**Page excerpt**
Another troublesome observation is the return of market leadership by exciting, revolutionary companies. Upstart organizations that change the playing field are a constant part of a dynamic economy. The United States has experienced this creative destruction regularly. The automobile industry in the early part of the 20th century was followed by radio and then TV. More recent, of course, are computers, internet, and cell phones in the information technology area. In addition, medicine has experienced incredible bio-tech advancements, robots are becoming more prevalent, and energy sources are being discovered and recovered from heretofore unheard of areas.
As stated above, current investment prices discount future revenues and profits. And some of the companies offering new products and services seem to have unlimited potential. The debate over what to pay for this prospective success is being fought in the current stock prices.
We offer some examples. Tesla Motors, the manufacturer of electric cars, carries a $22 billion valuation in the stock market while their trailing 12 month (TTM) sales barely exceed $400 million. To be sure, $3.50 per gallon of unleaded allows for alternatively powered vehicles. However, in our opinion, a price-to-sales multiple of 55 times discounts some significant growth.
Yelp describes their business as “an online urban city guide that helps people find places to eat, shop, drink, relax, and play based on the informed opinions of a community of locals in the know”.[viii] Investors must have a pretty high outlook for this business because the stock’s worth in the markets exceeds $2.5 billion. We are not sure exactly how Yelp generates revenues but they are less than $150 million. Another bothersome detail for Tesla and Yelp is that they are both losing money.

**Extracted records**

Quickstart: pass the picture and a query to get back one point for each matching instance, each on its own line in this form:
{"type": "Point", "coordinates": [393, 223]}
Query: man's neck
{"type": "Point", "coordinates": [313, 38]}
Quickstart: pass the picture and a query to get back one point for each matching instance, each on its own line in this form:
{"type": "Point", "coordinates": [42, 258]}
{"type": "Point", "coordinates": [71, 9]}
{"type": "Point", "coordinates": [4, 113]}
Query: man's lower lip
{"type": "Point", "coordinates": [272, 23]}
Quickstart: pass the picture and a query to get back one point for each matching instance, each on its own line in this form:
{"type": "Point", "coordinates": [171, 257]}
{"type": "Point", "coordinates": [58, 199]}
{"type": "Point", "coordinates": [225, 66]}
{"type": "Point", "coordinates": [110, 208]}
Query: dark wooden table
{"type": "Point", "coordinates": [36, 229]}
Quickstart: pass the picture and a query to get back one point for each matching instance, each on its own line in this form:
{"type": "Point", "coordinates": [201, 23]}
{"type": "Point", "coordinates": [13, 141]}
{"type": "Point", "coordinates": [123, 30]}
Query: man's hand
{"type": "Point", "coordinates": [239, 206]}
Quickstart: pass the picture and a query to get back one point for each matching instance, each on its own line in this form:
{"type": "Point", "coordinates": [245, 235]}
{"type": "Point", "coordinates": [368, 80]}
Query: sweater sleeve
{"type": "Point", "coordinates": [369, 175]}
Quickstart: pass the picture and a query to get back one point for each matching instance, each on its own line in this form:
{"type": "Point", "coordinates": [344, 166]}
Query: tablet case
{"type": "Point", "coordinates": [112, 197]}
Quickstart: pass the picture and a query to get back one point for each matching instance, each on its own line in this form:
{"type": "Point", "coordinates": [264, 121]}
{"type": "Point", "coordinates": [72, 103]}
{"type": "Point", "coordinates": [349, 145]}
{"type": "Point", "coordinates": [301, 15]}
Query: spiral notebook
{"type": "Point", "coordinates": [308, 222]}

**Work task 1**
In the passage on market valuations, replace "electric cars" with "battery-powered vehicles" and give the passage between "As stated above, current" and "some significant growth.", inclusive.
**Work task 2**
According to the passage on market valuations, why must investors have a high outlook for Yelp's business?

**Exercise solution 1**
As stated above, current investment prices discount future revenues and profits. And some of the companies offering new products and services seem to have unlimited potential. The debate over what to pay for this prospective success is being fought in the current stock prices.
We offer some examples. Tesla Motors, the manufacturer of battery-powered vehicles, carries a $22 billion valuation in the stock market while their trailing 12 month (TTM) sales barely exceed $400 million. To be sure, $3.50 per gallon of unleaded allows for alternatively powered vehicles. However, in our opinion, a price-to-sales multiple of 55 times discounts some significant growth.

**Exercise solution 2**
Investors must have a high outlook because Yelp's stock is worth more than $2.5 billion in the markets.